[Start of Document extract]

Studio album by Republica
- Released: 5 October 1998
- Recorded: Republica, Westside, Metropolis, Strongroom, Whitfield Street, The Barge & Heirophony, London
- Length: 39:38
- Labels: Deconstruction; BMG;
- Producers: Ian Stanley; Andy Gray; Clive Langer; Alan Winstanley; Ian Broudie;

Republica chronology
| Republica (1996) | Speed Ballads (1998) | Christiana Obey (2013) |

= Speed Ballads =

Speed Ballads is the second album by the band Republica. Released in 1998, the album was the follow-up to Republica's self-titled debut album.

Professional ratings
Review scores
| Source | Rating |
| Allmusic | Star |
| NME | Star |

==Release==
Speed Ballads reached #37 on the UK Album Charts. The album never received release in the United States, until being released digitally worldwide.

On 22 April 2023 - Record Store Day - the album was released on vinyl for the first time, with a run of 1,000 copies.

==Singles==
The album spawned only one single, "From Rush Hour With Love." It achieved modest success, peaking at number 20 on the UK Singles chart, but spending only three weeks on the chart. The follow-up single, "Try Everything," received only limited release, due to the bankruptcy and closure of Deconstruction Records, the group's label.

==Critical reception==
The album was met with mixed reviews from contemporary music critics. AllMusic's Jason Damas felt that the album "exhibits some remarkable growth" over its predecessor, calling the album "far more diverse" and highlighting "Try Everything," "From Rush Hour with Love," and "Fading of the Man" as choice cuts.

==Track listing==

| No. | Title | Length |
|---|---|---|
| 1. | "From Rush Hour with Love" | 3:25 |
| 2. | "Fading of the Man" | 4:34 |
| 3. | "Try Everything" | 4:02 |
| 4. | "Luxury Cage" | 5:03 |
| 5. | "Faster Faster" | 3:20 |
| 6. | "Nothing's Feeling New" | 3:51 |
| 7. | "Millennium" | 3:14 |
| 8. | "Pretty Girl Hate" | 3:47 |
| 9. | "Kung Fu Movies" | 4:00 |
| 10. | "Pub Pusher" | 4:22 |
| Total length: |  | 39:38 |

===B-sides===
There are known to be six non-album B-sides from the Speed Ballads era. All tracks are written by Saffron, Tim Dorney, and Johnny Male, with co-writing on "Ready to Go" (live from Cardiff) and "Drop Dead Gorgeous" (live from Cardiff) by Andy Todd.

[End of Document extract]
[Start of Dataset rows]

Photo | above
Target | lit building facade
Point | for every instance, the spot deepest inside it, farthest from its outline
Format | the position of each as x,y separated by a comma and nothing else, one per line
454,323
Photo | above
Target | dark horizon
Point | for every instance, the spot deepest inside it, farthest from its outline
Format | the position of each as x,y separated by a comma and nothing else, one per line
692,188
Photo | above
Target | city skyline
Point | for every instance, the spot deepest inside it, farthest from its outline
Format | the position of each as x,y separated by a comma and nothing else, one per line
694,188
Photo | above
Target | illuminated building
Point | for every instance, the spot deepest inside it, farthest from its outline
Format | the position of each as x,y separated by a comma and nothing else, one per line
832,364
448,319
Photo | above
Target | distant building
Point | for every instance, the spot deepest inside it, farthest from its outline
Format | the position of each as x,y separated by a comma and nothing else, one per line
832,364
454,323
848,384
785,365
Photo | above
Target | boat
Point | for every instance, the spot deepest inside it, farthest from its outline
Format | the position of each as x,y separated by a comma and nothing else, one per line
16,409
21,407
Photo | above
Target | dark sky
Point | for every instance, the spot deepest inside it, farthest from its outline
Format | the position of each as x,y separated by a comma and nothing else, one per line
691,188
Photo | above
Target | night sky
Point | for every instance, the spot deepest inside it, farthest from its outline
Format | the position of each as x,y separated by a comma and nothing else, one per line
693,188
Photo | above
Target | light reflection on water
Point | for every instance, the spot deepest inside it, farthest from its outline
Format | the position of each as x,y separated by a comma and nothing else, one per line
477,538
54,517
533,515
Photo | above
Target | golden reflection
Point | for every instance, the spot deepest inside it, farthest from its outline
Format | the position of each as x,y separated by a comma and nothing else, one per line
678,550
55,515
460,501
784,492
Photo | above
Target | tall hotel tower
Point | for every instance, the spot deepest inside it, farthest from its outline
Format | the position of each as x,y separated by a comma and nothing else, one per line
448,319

[End of Dataset rows]

_Stated exercise_:
Copy the Speed Ballads text again, beginning at "On 22 April" and stopping after "the group's label.", but substitute "cassette" for "vinyl". The lines above are separate material, apart from the Speed Ballads text.

_Reply to the task_:
On 22 April 2023 - Record Store Day - the album was released on cassette for the first time, with a run of 1,000 copies.

==Singles==
The album spawned only one single, "From Rush Hour With Love." It achieved modest success, peaking at number 20 on the UK Singles chart, but spending only three weeks on the chart. The follow-up single, "Try Everything," received only limited release, due to the bankruptcy and closure of Deconstruction Records, the group's label.